WHAT THIS EXERCISE ASKS:
a: From the passage on the Augsburg Appeal, extract the text starting at "The climate targets" and ending at "Education and Research.".
b: In the passage on the Augsburg Appeal, who presented the appeal to the public on 27 March 2025?
c: Proceed with the passage on the Augsburg Appeal, picking up after its final sentence.

DOCUMENT SEGMENT:
More than 220 scientists are calling for targeted funding for social science climate research. Stefanie Baasch of the artec Sustainability Research Center is a first signatory of the Augsburg Appeal

The socio-ecological transformation is facing an implementation crisis. The necessary changes have recently been made even more difficult by geopolitical shifts. In order to better understand and overcome the challenges, more social science climate research is needed.

The climate targets are facing an implementation crisis

In the Augsburg Appeal, over 220 scientists call for targeted funding for this area of research. On 27 March 2025, the appeal was presented to the public at the annual conference of the German Climate Consortium e.V. by DKK Chairwoman Prof. Dr Angela Oels. It is the result of the conference ‘Implementation crisis in climate protection and adaptation and possible ways out’.

At the invitation of the DKK, more than 100 leading German scientists from the social sciences met at the Center for Climate Resilience at the University of Augsburg from 17 to 19 February 2025. The conference was organised by the DKK and the Center for Climate Resilience with financial support from the German Federal Ministry of Education and Research.

Entries from a point-annotation set:
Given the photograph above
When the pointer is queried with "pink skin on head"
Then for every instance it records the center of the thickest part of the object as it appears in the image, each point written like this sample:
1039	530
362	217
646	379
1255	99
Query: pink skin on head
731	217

THE RESPONSES:
a:
The climate targets are facing an implementation crisis

In the Augsburg Appeal, over 220 scientists call for targeted funding for this area of research. On 27 March 2025, the appeal was presented to the public at the annual conference of the German Climate Consortium e.V. by DKK Chairwoman Prof. Dr Angela Oels. It is the result of the conference ‘Implementation crisis in climate protection and adaptation and possible ways out’.

At the invitation of the DKK, more than 100 leading German scientists from the social sciences met at the Center for Climate Resilience at the University of Augsburg from 17 to 19 February 2025. The conference was organised by the DKK and the Center for Climate Resilience with financial support from the German Federal Ministry of Education and Research.

b: DKK Chairwoman Prof. Dr Angela Oels presented it.

c:
A central issue of the conference was the gap between ambitious climate targets and the inadequate measures to realise them. It became clear that technological innovations such as geoengineering or artificial intelligence will not be enough. The authors of the appeal emphasise: What is needed are far-reaching social transformation processes that bring about sustainable changes in the economy, politics and society.

Social conflicts over socio-ecological transformations are on the rise

Dr Stefanie Baasch is a human geographer and head of the Social-ecological Governance & Justice research group at the artec Sustainability Research Center. A participant in the conference and one of the first signatories of the Augsburg Appeal, she emphasises the growing need for a social science perspective in climate research:

“Especially in view of the increasing social conflicts surrounding socio-ecological transformations, such as the energy or mobility transition, there is a need for a substantial boost for social science research.”

Concrete research policy measures are needed

Despite its importance, social science climate research has only received a small proportion of research funding for decades. The Augsburg Appeal therefore calls for concrete research policy measures: 

  1. comprehensive funding of social science climate research through national research programmes. 
  2. independent funding of inter- and transdisciplinary climate research with a leading role for the social sciences in order to integrate different forms of knowledge.
  3. strengthening climate research networks and associations for the co-production of knowledge, science communication and transfer.
  4. systematic promotion of early and mid-career researchers in the field of social science climate research.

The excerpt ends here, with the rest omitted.